__RECORDS FOR THE EXERCISE__:

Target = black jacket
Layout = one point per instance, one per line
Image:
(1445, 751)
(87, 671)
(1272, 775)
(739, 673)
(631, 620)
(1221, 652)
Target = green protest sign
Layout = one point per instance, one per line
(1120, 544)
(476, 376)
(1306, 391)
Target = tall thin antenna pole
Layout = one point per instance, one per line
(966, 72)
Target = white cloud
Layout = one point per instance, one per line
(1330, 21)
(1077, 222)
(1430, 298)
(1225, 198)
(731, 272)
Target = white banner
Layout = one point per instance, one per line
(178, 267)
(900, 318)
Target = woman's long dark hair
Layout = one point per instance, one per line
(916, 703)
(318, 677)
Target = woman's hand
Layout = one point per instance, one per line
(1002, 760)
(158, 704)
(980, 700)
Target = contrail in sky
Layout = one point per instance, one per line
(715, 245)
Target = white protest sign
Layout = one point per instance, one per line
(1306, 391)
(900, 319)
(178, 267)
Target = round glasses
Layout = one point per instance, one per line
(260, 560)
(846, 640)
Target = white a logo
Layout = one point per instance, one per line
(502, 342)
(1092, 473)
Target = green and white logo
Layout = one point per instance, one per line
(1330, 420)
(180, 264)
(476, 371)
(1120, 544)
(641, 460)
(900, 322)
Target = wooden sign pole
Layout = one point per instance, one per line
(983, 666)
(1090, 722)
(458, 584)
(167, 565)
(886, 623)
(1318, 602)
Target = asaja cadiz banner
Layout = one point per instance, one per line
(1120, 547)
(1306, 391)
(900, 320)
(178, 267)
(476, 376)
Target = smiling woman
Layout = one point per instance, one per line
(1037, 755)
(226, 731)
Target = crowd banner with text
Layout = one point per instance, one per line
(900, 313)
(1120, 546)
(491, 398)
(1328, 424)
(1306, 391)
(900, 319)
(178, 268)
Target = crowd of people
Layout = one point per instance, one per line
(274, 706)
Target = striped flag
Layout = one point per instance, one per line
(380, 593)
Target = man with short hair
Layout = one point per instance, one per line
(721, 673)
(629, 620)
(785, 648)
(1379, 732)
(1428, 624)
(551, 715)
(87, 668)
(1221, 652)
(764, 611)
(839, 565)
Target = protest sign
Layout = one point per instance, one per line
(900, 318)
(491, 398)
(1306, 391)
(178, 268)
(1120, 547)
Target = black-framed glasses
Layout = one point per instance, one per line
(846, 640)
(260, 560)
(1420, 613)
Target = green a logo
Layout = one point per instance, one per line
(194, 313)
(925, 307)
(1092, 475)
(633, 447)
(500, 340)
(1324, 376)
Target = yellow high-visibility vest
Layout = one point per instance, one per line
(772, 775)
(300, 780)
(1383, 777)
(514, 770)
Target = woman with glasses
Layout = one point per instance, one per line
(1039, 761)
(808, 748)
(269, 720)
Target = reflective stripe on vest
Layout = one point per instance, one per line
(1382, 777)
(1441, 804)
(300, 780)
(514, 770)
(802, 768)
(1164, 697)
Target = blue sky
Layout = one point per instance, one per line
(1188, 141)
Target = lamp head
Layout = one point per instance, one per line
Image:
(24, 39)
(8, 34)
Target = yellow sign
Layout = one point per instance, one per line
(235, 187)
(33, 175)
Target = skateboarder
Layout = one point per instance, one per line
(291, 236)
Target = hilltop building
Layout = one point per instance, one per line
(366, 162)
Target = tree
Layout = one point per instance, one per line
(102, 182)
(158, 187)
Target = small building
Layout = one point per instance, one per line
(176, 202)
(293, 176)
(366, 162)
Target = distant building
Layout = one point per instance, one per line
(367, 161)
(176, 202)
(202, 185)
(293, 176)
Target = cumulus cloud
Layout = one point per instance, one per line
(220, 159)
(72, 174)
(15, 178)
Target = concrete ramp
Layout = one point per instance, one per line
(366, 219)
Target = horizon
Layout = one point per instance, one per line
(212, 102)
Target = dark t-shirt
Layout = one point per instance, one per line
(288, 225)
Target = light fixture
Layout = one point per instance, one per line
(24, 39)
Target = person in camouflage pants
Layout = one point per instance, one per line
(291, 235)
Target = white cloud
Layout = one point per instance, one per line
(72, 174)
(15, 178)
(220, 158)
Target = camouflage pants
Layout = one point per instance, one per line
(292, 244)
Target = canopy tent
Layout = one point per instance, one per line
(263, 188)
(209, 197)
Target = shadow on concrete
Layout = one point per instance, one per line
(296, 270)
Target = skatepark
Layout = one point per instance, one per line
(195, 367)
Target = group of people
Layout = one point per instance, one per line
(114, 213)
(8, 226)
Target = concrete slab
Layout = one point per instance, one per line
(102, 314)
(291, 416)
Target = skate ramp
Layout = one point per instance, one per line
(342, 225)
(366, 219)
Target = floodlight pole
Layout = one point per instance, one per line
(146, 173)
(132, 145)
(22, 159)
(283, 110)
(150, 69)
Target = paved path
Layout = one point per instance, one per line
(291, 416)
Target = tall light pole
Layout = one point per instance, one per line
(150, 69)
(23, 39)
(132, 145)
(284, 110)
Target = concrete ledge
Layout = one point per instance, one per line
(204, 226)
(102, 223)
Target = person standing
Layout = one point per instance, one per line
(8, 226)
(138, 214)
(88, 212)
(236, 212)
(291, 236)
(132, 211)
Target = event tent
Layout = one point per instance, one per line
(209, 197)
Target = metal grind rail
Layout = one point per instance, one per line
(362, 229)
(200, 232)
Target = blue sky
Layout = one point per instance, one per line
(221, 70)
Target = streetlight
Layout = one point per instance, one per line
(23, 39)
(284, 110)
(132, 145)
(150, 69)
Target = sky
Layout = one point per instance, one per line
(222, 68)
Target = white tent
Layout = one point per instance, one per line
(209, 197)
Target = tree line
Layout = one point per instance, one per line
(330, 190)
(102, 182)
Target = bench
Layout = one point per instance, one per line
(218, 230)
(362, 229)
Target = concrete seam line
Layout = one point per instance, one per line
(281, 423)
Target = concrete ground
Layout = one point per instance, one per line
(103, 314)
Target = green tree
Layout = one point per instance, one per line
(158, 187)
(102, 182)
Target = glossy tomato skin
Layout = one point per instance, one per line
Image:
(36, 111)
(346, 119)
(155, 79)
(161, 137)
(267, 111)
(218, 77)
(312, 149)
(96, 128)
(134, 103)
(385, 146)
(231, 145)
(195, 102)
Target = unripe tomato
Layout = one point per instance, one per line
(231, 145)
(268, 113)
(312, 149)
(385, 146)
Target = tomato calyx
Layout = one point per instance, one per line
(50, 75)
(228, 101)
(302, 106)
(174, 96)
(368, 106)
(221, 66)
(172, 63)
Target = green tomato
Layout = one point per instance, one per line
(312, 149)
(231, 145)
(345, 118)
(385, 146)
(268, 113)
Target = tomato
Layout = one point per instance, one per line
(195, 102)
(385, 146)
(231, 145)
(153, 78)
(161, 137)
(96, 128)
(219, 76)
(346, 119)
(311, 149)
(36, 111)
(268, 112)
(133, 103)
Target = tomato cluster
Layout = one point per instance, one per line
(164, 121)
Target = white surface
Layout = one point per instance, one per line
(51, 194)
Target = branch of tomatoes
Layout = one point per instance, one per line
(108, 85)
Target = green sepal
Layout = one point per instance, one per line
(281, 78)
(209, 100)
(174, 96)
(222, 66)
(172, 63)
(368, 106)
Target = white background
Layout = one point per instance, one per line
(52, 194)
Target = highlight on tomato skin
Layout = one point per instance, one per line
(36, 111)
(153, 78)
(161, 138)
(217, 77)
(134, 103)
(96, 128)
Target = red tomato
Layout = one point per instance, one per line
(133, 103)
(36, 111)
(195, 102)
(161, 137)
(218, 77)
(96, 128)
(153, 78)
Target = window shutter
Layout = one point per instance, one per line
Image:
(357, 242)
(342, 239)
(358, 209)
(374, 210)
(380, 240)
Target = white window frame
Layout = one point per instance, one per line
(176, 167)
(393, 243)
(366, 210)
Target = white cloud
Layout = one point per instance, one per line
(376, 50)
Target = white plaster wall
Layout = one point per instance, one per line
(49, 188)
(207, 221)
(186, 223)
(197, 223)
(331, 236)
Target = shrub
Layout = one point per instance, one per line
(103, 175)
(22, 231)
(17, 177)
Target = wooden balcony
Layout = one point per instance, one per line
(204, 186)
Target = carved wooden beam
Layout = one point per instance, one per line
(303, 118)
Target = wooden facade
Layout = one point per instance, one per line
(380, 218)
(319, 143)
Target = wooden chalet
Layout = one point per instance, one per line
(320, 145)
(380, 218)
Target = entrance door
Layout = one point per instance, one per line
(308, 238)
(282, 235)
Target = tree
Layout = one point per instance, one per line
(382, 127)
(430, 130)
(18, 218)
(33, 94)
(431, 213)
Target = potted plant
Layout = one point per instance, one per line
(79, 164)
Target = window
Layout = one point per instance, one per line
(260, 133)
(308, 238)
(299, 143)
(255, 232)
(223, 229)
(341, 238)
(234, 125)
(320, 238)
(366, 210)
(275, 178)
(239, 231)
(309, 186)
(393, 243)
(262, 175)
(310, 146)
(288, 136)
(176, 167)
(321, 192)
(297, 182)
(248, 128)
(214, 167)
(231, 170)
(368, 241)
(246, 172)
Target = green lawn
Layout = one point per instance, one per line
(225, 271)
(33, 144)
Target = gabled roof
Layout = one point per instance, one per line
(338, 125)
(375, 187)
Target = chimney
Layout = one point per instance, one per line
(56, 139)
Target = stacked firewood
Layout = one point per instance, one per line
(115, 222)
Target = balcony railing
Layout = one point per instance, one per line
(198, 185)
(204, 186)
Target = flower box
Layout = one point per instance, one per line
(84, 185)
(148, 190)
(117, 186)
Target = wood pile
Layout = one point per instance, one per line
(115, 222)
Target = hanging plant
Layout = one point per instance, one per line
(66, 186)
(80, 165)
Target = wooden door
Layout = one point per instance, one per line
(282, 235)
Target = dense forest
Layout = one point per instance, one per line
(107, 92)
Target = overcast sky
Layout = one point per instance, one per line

__GOAL__: Reproduce the lines above, starting at the first line and ending at the line that contains "(1318, 602)", both included. Shift each point coordinate by adding 127 to both of its numbers, and keep every other line unchanged.

__SOLUTION TO THIS PROBLEM__:
Target = black jacket
Layout = one point per instance, one per line
Image:
(1572, 878)
(214, 798)
(1399, 902)
(866, 800)
(758, 747)
(1348, 779)
Target = green protest sign
Layout = one point per instance, one per line
(1247, 671)
(603, 503)
(1433, 518)
Target = tall thin antenna pole
Layout = one point per instance, one per line
(1093, 199)
Target = white cloud
Layout = one point per instance, one per line
(1457, 148)
(1204, 349)
(1557, 425)
(1352, 325)
(858, 399)
Target = white banner
Layout = one point per instance, one per line
(305, 394)
(1027, 445)
Target = woman's long dark hair
Layout = one point per instance, one per line
(1043, 830)
(445, 804)
Target = woman's hand
Layout = one point per instance, one per line
(1129, 887)
(285, 831)
(1107, 827)
Target = contrail in sky
Layout = one point per instance, one per line
(842, 372)
Target = white protest sign
Layout = one point per instance, one per line
(1433, 518)
(1027, 446)
(305, 394)
Target = round glasses
Layout = one point per instance, one per line
(387, 687)
(973, 767)
Target = white a logo
Layout = one point per instance, one per line
(629, 469)
(1219, 600)
Target = green and white logo
Layout = one point per instance, one per line
(1457, 547)
(307, 391)
(603, 498)
(1247, 671)
(768, 587)
(1027, 449)
Target = wooden sign pole
Layout = one point per instance, one per line
(1110, 793)
(1217, 849)
(585, 711)
(294, 692)
(1013, 750)
(1445, 729)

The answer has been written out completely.